---------- Document section ----------

✨ Flax Cultivation and Processing
I now proceed to the second part of my subject, viz., the different methods employed to prepare the fibre for manufacture.
After the flax crop has been pulled, when the seeds are separated from the stem, the latter consists of three distinct substances,—the pure fibre, the ligneous stalk, and the gum, glue, or resin, incorporated with fibre. By quantitative analysis, with incineration, the entire plant exclusive of its seed, is stated, by Sir R. Kane, to be composed of the following elements:
Carbon ................ 38·72
Hydrogen .............. 7·33
Nitrogen .............. ·56
Oxygen ................ 48·36
Ashes ................. 5·00
————
100·00
Thus only five per cent. appears to be solid, the rest consisting of gaseous matter. The pure fibre, when analyzed, gives a scarcely appreciable amount of ash, so that the great mass of inorganic matter is contained in the ligneous stem and the gum; the stem containing, according to the same chemist, 1·57 per cent of ash, and the disiccated extract of the steep water, in which the gum had been chemically changed and dissolved, gave 42·01 per cent of ash.
On breaking a stem of flax, and stripping off the fibre, the interior appears hollow, like a stalk of hay. The fibre, though apparently clean, will, on microscopic examination, be found coated with a gummy or resinous matter, which prevents the minute filaments from coming asunder. As this gum cannot be separated by mechanical means, it is necessary to get rid of it by chemical decomposition.
It is probable that, in the earliest period of the linen manufacture, the fibre was employed just as separated mechanically from the stem, and that observation of the effect of water and of the atmosphere, in the bleaching and washing of the linen, equally called attention to the advantage of purifying the fibre, before spinning and weaving, and pointed out the simplest mode by which this purification could be effected. The saturation of the stems, at a temperature of about 70° Fahrenheit, was found to cause decomposition in the gum; and by freeing it from the fibre, rendered the latter capable of being split into finer filaments, and of being more easily spun, while it avoided the great loss in the bleaching of the linen.

----------

Carry on the passage about preparing flax fiber, starting right after its last sentence.

---------- Dataset rows ----------

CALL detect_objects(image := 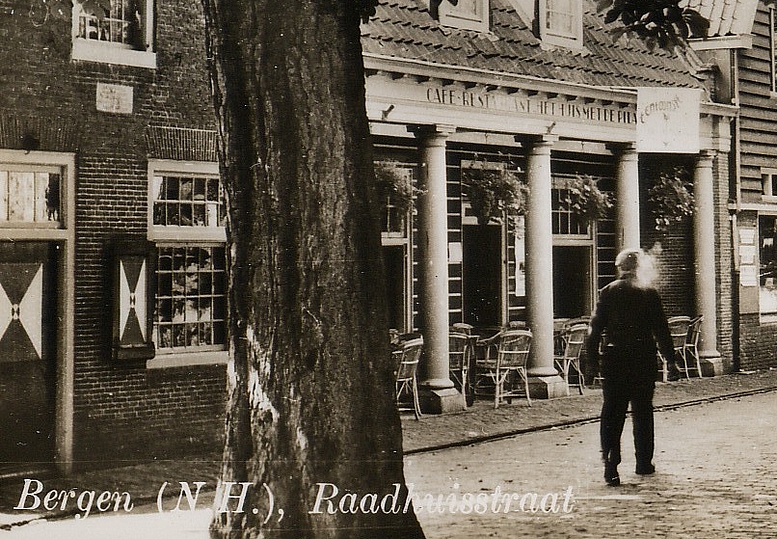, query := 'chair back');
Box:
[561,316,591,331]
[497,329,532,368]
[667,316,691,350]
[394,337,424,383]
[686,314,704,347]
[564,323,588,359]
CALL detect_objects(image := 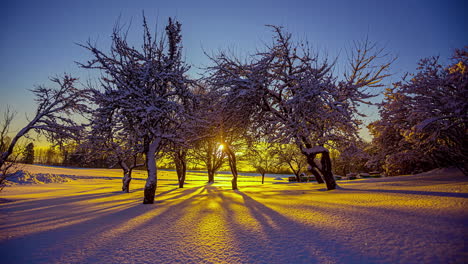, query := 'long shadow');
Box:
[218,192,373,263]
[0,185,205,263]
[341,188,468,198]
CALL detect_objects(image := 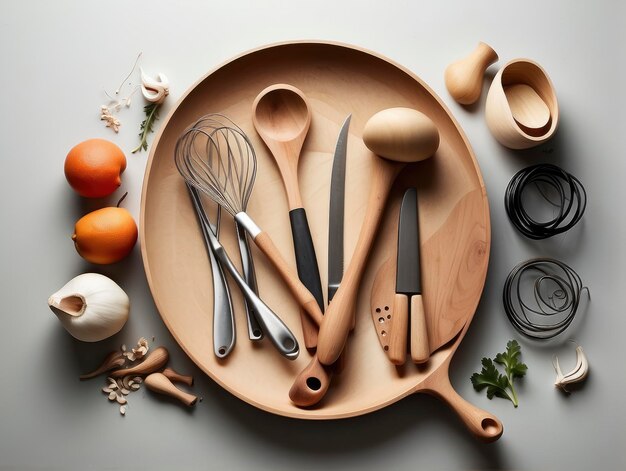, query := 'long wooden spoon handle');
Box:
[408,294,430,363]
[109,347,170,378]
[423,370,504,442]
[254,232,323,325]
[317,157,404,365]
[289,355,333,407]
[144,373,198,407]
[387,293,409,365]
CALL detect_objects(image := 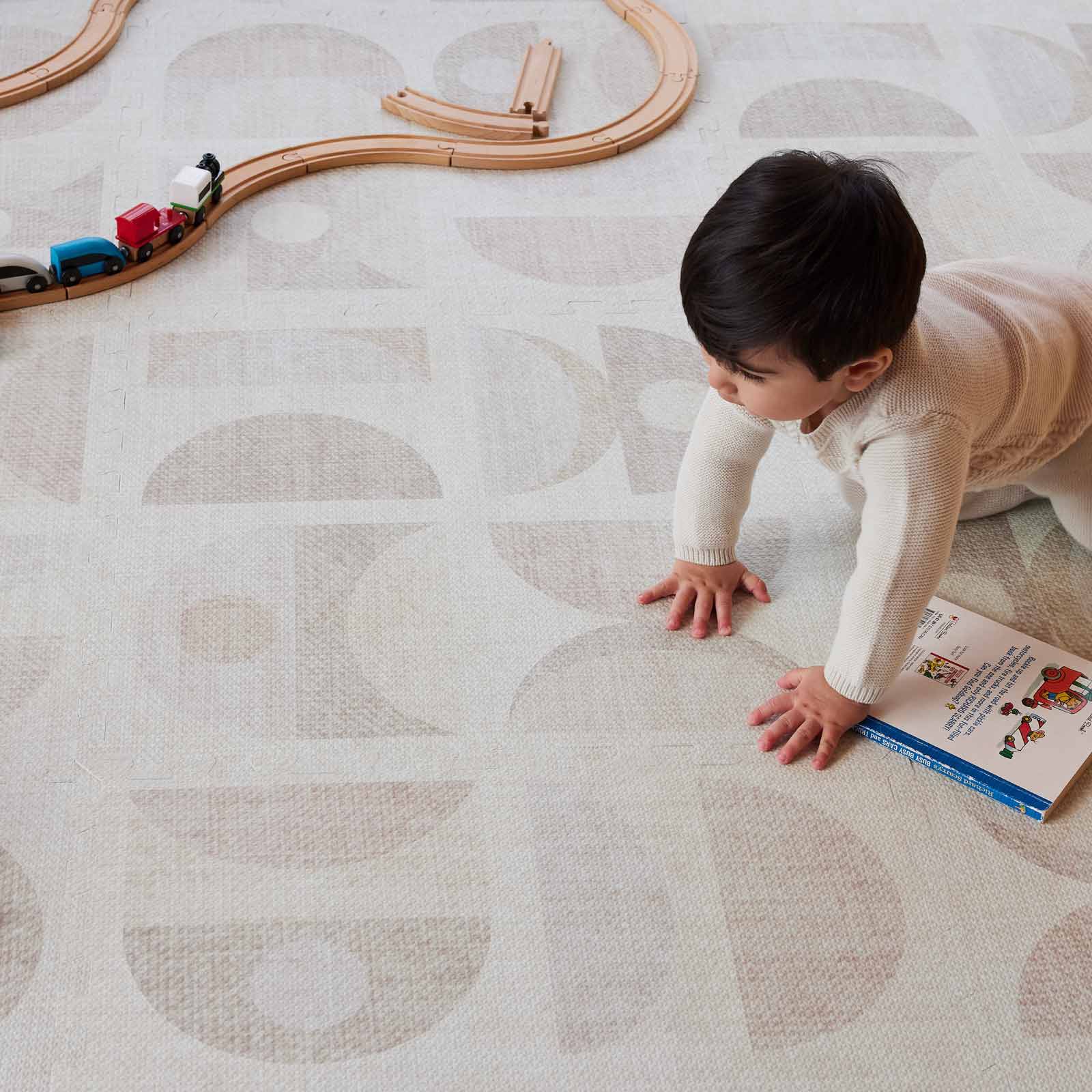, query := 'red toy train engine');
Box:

----------

● Response to this task
The constituents of the gum are found, by analysis, to be silica, lime, alumina, potash, chlorides of potassium and sodium, magnesia, and sulphuric, phosphoric, and carbonic acids. The most usual mode of decomposing the gum is that termed steeping or retting—the flax stems, either when freshly pulled, or after being dried, being immersed in lakes, rivers, or pits artificially formed and filled with water; when the putrefaction ensues, the gases and salts are set free from the earthy matters, the earths being held in suspension by the water, the salts dissolved in it, and the gases evolved. In seven to twenty-one days the purification of the fibre is complete, the flax stems are taken out of the water, and after being spread to dry on grass land, they are subjected to the scutching process, which beats away the ligneous interior, and leaves the fibre in a state fit for the manufacturer. This is the system so extensively practised all over Europe by the growers, and nine-tenths of the flax of commerce have been thus treated. In some districts of Holland and Belgium, alder leaves, the mud from the bottoms of the pits, and other substances, are empirically used as a covering for the flax, to impart to the fibre a certain tint.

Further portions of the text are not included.